### COMPLETE THE FOLLOWING
1 > Revise the goodwill passage starting with "Amortization of Goodwill and" and going on through "over four years.", replacing "straight-line" with "linear".
2 > Translate this sentence from the goodwill passage into Spanish: "Goodwill is being amortized on a straight-line basis over 15 years."

### SUPPLIED PASSAGE
◆ ◆ ◆

Amortization of Goodwill and Accretion of Negative Goodwill. The
amortization of goodwill of $105,000 for the three months ended June 30, 1997
relates to $6.5 million of goodwill generated in the acquisitions of Edwards and
TCC. Goodwill is the amount by which the cost of acquired businesses exceeds the
fair value of the net assets acquired. Goodwill is being amortized on a
straight-line basis over 15 years. Negative goodwill is the excess of fair
market value of net assets of an acquired business over the cost basis of such
business. Negative goodwill of $2.9 million was generated in the acquisition of
Tri-Magna and is being amortized on a straight-line basis over four years.
Net Realized Gain/Loss on Investments The Company realized a net loss on
investments of $5,000 during the three months ended June 30, 1997. The loss was
the result of the sale of a foreclosed laundromat of $8,000 offset by recoveries
in the amount of $3,000 on certain loans secured by radio dispatch and broadcast
equipment and other assets used in connection with livery taxicab services
previously written off.
Net Investment Income. Net investment income earned during the three-month
period ended June 30, 1997 was $2.5 million reflecting the positive impact of
portfolio growth.
Net Increase in Net Assets Resulting from Operations. Net increase in net
assets resulting from operations was $2.5 million for the three months ended
June 30, 1997 and reflects portfolio growth. Return on assets and return on
equity for the three months ended June 30, 1997, on an annualized basis, were
4.6% and 10.3%, respectively.
CONSOLIDATED RESULTS OF OPERATIONS
For the Six Months Ended June 30, 1997.

◆ ◆ ◆

### LISTED RECORDS
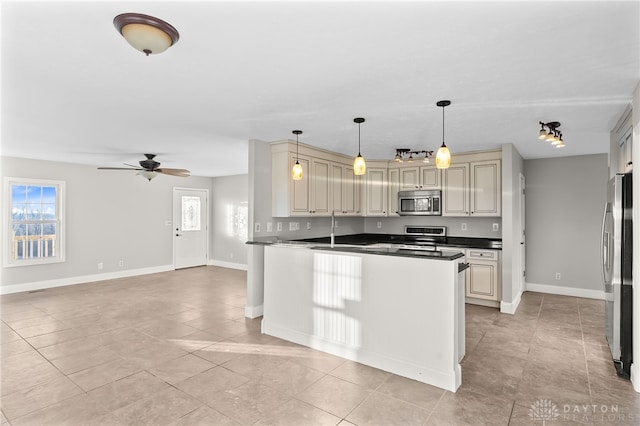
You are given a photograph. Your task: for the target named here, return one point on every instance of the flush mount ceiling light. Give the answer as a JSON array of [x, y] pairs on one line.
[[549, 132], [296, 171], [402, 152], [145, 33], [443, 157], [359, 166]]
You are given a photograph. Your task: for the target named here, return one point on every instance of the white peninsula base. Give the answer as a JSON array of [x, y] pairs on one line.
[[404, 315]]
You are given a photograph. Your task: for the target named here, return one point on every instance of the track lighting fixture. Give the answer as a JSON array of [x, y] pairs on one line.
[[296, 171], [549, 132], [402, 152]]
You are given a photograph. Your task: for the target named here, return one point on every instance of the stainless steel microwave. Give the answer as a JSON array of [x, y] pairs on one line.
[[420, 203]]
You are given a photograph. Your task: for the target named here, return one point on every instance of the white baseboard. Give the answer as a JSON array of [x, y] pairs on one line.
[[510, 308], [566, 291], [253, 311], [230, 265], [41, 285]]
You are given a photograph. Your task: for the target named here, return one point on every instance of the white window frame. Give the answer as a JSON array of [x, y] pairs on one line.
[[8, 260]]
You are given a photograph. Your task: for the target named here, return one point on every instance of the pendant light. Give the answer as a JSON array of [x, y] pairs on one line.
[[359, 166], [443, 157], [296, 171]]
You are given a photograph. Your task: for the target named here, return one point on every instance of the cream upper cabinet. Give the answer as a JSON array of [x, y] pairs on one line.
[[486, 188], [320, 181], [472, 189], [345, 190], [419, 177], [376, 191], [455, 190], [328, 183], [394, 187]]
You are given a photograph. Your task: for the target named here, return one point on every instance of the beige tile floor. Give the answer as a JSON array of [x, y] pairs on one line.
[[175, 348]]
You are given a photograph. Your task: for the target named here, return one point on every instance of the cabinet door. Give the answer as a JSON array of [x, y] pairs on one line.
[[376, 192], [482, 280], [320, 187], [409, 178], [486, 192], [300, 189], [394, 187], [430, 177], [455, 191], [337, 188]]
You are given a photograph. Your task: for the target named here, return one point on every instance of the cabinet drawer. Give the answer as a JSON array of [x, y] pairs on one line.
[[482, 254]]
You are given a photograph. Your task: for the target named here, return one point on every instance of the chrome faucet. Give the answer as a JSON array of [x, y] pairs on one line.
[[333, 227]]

◆ ◆ ◆

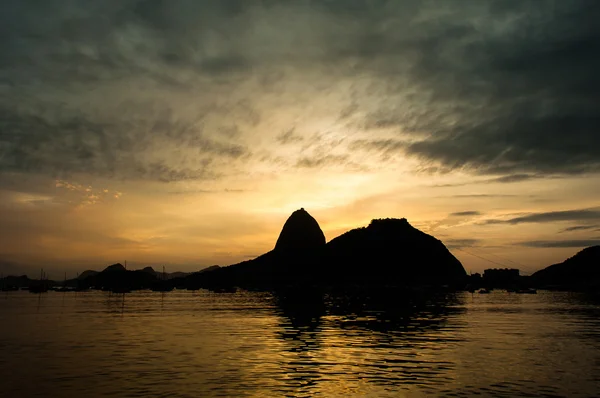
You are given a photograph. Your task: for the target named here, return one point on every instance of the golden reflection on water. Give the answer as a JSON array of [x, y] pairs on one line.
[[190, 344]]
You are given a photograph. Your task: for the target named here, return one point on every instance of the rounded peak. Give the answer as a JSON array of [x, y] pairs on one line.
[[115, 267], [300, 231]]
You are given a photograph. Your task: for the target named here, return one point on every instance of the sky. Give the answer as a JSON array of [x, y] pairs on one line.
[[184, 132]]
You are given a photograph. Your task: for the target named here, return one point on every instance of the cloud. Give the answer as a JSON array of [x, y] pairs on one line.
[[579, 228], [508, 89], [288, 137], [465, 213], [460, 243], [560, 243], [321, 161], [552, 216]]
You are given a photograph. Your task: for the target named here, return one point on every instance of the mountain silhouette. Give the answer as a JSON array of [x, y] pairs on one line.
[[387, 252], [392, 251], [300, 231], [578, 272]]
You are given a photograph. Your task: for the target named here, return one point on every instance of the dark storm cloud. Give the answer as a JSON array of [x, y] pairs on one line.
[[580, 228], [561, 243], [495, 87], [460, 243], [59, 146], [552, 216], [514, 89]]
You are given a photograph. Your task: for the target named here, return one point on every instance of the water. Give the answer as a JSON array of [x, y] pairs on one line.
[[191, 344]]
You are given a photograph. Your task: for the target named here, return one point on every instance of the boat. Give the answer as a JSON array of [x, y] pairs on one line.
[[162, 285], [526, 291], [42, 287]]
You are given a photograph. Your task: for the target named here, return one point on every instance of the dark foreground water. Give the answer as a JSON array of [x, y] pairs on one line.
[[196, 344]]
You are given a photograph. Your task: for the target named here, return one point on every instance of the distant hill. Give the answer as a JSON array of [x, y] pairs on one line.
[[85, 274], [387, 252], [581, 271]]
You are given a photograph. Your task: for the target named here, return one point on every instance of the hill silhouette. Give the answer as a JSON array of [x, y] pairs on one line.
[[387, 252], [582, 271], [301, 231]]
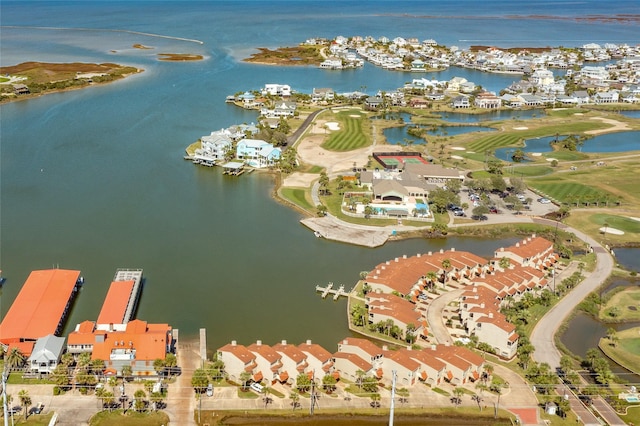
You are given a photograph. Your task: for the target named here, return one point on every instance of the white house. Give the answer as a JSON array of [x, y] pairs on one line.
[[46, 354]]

◆ ◆ ◆

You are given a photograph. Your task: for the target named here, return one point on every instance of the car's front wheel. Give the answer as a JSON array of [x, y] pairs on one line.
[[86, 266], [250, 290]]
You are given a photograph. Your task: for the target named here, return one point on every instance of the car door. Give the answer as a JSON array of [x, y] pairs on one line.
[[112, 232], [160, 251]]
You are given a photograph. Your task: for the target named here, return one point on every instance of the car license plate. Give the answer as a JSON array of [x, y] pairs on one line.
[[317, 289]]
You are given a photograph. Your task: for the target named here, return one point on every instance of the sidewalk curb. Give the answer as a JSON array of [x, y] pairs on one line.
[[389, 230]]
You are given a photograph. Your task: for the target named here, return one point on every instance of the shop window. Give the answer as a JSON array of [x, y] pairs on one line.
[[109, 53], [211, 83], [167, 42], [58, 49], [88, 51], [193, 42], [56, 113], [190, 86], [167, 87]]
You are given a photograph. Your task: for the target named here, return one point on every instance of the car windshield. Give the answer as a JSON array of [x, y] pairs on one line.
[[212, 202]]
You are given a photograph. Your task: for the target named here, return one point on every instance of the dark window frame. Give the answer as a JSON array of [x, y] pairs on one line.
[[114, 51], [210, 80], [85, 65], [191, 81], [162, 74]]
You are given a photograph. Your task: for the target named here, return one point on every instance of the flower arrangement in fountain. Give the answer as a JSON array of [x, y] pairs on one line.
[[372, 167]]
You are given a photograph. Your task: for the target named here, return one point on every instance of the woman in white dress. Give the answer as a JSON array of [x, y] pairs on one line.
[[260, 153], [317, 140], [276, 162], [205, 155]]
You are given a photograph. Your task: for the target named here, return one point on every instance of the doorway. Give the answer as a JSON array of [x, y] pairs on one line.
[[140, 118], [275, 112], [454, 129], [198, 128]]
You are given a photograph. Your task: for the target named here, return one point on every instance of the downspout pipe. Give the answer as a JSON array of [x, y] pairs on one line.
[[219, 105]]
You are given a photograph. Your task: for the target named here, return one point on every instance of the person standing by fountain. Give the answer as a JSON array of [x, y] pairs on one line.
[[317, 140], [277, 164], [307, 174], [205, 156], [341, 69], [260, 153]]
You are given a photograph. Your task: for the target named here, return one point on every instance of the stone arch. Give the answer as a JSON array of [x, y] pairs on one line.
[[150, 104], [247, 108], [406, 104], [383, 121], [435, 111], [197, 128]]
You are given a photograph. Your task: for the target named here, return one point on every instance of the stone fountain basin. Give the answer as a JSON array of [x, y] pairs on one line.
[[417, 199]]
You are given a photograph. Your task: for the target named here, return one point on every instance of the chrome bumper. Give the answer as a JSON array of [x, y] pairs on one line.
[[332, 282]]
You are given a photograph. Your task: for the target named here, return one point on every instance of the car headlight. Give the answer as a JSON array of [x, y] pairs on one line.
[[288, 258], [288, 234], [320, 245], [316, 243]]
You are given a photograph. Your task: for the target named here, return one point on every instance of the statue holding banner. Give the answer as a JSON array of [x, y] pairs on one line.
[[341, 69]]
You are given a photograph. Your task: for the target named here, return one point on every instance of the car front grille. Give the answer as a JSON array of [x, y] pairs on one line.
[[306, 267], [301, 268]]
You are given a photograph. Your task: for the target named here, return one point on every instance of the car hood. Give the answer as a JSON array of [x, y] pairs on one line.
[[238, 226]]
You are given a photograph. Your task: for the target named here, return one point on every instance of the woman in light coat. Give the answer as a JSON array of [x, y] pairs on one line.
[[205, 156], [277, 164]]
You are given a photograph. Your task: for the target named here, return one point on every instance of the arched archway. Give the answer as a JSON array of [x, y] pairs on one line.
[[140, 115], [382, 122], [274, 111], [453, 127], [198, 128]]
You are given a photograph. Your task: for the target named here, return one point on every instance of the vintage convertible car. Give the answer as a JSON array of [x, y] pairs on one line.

◆ ◆ ◆

### SOLUTIONS TO EACH TASK
1 >
Amortization of Goodwill and Accretion of Negative Goodwill. The
amortization of goodwill of $105,000 for the three months ended June 30, 1997
relates to $6.5 million of goodwill generated in the acquisitions of Edwards and
TCC. Goodwill is the amount by which the cost of acquired businesses exceeds the
fair value of the net assets acquired. Goodwill is being amortized on a
linear basis over 15 years. Negative goodwill is the excess of fair
market value of net assets of an acquired business over the cost basis of such
business. Negative goodwill of $2.9 million was generated in the acquisition of
Tri-Magna and is being amortized on a linear basis over four years.

2 > El fondo de comercio se está amortizando de forma lineal a lo largo de 15 años.